Exercise: Copy the US 25 article from "Segment of American" to "Western North Carolina.", and swap "United States Numbered Highway" for "U.S. Numbered Highway" each time it occurs.

Extract to read:
- US 25 highlighted in red

Route information
- Maintained by NCDOT
- Length: 75.4 mi (121.3 km)
- Existed: 1926–present

Major junctions
- South end: US 25 at the South Carolina state line near Tuxedo
- US 176 / US 25 Bus. near East Flat Rock; I-26 / US 74 near East Flat Rock; US 64 in Hendersonville; US 25A / NC 280 in Arden; I-40 in Asheville; I-240 / US 70 / US 74A in Asheville; Future I-26 / US 19 / US 23 / US 70 in Woodfin;
- North end: US 25 / US 70 at the Tennessee state line near Hot Springs

Location
- Country: United States
- State: North Carolina
- Counties: Henderson, Buncombe, Madison

Highway system
- United States Numbered Highway System; List; Special; Divided; North Carolina Highway System; Interstate; US; State; Scenic;
| ← NC 24 |  | → I-26 |

= U.S. Route 25 in North Carolina =

Segment of American highway

U.S. Highway 25 (US 25) is a north–south United States Numbered Highway that runs for 75.4 mi from the South Carolina state line, near Tuxedo, to the Tennessee state line, near Hot Springs. It is part of the longer US 25, which runs from Brunswick, Georgia, to Covington, Ohio. It is a major north–south route through Western North Carolina.

The route is mostly expressway or freeway grade, except for the section through the city of Asheville, where it follows several city streets. Two short sections are cosigned with Interstate 26 (I-26), and the northernmost 28 mi are cosigned with US 70. It originally followed the route of the historic Dixie Highway, though, in several places, it bypasses the original route on new alignments, several of which are now signed as either North Carolina Highway 225 (NC 225), NC 251, or US 25 Business (US 25 Bus.).

==Route description==
US 25 enters from South Carolina between Frank and Panther Mountains (part of the Saluda Mountains) and also changes from an expressway to freeway. The first 9 mi of US 25 is solo, bypassing the smaller communities of Tuxedo, Zirconia, Flat Rock, and East Flat Rock. Its original alignment in the area is NC 225 and US 25 Bus. through Hendersonville, before it was signed along Corridor W, part of the Appalachian Development Highway System (ADHS).

Dataset excerpt:
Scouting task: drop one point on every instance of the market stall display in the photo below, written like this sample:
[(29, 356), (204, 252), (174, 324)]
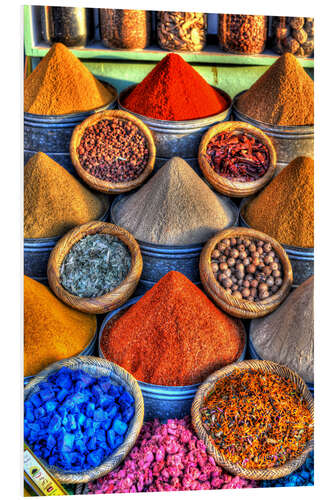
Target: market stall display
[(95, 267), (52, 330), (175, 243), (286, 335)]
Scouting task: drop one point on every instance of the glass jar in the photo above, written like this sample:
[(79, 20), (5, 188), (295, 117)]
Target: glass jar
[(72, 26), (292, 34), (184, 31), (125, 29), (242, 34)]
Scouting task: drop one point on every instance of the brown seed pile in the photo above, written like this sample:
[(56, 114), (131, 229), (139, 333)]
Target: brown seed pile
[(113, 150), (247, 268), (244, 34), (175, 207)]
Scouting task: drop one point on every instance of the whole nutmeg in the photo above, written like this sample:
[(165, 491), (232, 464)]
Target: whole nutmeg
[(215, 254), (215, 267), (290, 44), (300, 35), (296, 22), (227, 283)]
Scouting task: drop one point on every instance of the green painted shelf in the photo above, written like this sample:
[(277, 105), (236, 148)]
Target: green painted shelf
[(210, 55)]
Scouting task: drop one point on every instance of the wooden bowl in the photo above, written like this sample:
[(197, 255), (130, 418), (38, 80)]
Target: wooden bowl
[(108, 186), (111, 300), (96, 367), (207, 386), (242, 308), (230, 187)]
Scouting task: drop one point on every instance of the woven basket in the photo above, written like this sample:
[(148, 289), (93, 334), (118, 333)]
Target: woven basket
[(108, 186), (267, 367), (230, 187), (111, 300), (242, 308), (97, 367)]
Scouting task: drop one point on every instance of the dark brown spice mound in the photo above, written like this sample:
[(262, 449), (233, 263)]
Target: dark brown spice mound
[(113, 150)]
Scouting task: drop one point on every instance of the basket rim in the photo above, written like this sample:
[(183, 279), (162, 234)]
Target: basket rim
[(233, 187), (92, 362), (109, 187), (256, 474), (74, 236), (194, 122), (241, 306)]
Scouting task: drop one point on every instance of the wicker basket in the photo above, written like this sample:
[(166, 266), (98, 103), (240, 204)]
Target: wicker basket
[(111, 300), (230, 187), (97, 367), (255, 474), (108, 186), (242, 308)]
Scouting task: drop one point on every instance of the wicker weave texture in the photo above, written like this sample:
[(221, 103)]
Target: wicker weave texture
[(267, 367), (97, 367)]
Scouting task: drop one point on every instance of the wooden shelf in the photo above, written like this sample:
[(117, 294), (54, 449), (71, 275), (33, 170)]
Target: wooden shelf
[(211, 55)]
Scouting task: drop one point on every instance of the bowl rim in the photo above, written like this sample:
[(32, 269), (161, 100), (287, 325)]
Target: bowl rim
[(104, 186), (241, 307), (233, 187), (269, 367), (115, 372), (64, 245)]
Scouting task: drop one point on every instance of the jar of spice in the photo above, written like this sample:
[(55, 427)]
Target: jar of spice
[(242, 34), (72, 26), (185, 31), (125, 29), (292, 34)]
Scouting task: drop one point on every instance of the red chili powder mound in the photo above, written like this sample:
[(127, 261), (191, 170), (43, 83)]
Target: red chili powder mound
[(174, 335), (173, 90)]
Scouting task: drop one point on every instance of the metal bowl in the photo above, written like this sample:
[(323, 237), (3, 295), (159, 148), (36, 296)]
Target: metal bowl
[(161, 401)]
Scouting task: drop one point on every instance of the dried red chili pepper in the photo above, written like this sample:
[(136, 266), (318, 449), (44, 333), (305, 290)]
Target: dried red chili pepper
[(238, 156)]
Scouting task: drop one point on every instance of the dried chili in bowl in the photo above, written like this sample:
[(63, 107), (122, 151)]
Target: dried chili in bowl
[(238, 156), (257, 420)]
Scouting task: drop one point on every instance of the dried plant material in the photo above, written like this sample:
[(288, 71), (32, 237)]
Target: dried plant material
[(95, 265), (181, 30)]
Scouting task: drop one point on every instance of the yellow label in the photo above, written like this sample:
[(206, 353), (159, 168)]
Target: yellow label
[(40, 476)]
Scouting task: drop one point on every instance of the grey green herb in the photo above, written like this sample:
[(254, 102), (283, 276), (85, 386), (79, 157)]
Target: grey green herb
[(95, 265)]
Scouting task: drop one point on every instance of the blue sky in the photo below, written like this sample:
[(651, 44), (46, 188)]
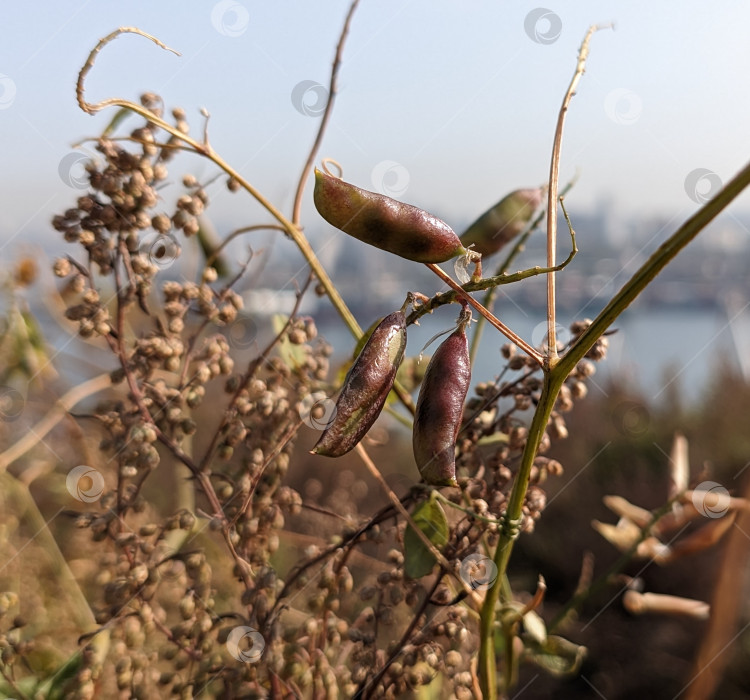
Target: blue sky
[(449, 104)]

Response:
Segment of American highway

U.S. Highway 25 (US 25) is a north–south U.S. Numbered Highway that runs for 75.4 mi from the South Carolina state line, near Tuxedo, to the Tennessee state line, near Hot Springs. It is part of the longer US 25, which runs from Brunswick, Georgia, to Covington, Ohio. It is a major north–south route through Western North Carolina.